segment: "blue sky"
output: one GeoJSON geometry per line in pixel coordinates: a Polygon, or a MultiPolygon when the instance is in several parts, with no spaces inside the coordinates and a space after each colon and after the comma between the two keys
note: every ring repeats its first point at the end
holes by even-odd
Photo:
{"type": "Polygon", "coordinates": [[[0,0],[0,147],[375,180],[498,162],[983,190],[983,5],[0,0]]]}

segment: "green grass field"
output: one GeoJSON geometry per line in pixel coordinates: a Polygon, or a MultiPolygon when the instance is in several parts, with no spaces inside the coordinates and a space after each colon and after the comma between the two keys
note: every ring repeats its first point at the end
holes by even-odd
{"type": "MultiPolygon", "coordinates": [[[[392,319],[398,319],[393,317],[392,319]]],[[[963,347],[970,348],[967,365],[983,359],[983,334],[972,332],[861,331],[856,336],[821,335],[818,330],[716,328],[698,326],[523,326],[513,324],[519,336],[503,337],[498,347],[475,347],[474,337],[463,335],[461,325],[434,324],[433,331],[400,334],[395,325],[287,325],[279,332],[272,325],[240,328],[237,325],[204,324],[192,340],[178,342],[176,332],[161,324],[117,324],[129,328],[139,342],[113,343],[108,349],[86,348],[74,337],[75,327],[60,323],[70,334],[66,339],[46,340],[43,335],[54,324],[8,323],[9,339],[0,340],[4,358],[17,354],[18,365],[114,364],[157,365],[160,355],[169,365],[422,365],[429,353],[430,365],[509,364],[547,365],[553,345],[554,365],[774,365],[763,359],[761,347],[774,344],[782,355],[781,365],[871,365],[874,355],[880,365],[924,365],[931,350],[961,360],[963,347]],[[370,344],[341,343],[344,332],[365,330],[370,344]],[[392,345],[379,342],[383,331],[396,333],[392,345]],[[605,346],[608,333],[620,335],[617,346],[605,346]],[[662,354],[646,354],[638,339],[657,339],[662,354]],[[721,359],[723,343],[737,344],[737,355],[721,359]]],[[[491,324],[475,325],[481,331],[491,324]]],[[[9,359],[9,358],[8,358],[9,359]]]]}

+ + + + +

### [GOAL]
Scale the lines above by writing each one out again in full, requests included. Multiply every coordinate in the answers by 1.25 and round to the nearest whole number, with halves rounding up.

### [RESULT FOR THIS TASK]
segment: "blue sky"
output: one GeoJSON geometry per line in pixel coordinates: a Polygon, or a MultiPolygon when the instance is in several parts, with no spaces inside the coordinates and a space after each colon and after the comma between the two keys
note: every ring repeats its first point at the end
holes by even-odd
Photo:
{"type": "Polygon", "coordinates": [[[0,0],[0,184],[469,225],[623,203],[1229,238],[1229,6],[0,0]]]}

segment: "green grass field"
output: one GeoJSON geometry per line in pixel coordinates: a Polygon, or a MultiPolygon when the instance is in several parts, with no spaces inside the coordinates and a space after each colon and after the comma between the two keys
note: every ring repeats its first point at the end
holes by even-odd
{"type": "MultiPolygon", "coordinates": [[[[490,399],[498,399],[491,396],[490,399]]],[[[1204,434],[1213,435],[1209,456],[1229,449],[1229,418],[1215,415],[1076,414],[1070,420],[1026,419],[1023,413],[895,410],[873,408],[654,408],[641,405],[649,420],[629,421],[623,434],[594,434],[593,421],[579,419],[576,406],[543,405],[541,414],[500,418],[494,406],[359,406],[349,415],[340,406],[300,410],[296,406],[255,405],[240,425],[223,428],[220,415],[201,405],[146,405],[161,410],[174,428],[141,429],[135,436],[108,435],[93,421],[94,409],[75,404],[88,418],[83,424],[58,425],[54,419],[68,405],[10,404],[11,424],[0,425],[5,448],[21,443],[23,456],[143,455],[196,456],[200,444],[211,456],[528,456],[536,441],[538,456],[636,455],[684,456],[691,431],[693,456],[968,456],[954,449],[951,434],[968,430],[978,444],[976,456],[1089,456],[1093,444],[1100,456],[1155,456],[1164,438],[1201,450],[1204,434]],[[463,430],[426,429],[430,415],[456,413],[463,430]],[[490,431],[474,428],[479,414],[495,416],[490,431]],[[756,433],[760,416],[775,419],[771,433],[756,433]],[[828,443],[808,443],[798,424],[821,424],[828,443]],[[901,449],[904,429],[921,430],[921,444],[901,449]]],[[[614,405],[594,406],[601,414],[614,405]]],[[[11,449],[11,448],[10,448],[11,449]]]]}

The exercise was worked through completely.